[start of Material supplied]

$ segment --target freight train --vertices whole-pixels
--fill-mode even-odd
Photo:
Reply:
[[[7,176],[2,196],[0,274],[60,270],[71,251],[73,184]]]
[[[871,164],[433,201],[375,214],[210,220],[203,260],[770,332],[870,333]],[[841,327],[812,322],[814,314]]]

[end of Material supplied]

**Exercise task:**
Write out all of the items above again, reproducing every line with no changes.

**Solution below:**
$ segment --target freight train --vertices whole-pixels
--fill-mode even-odd
Photo:
Reply:
[[[7,176],[2,196],[0,274],[60,270],[71,251],[73,184]]]
[[[871,164],[433,201],[375,214],[210,220],[203,260],[770,332],[870,333]],[[841,327],[812,322],[814,314]]]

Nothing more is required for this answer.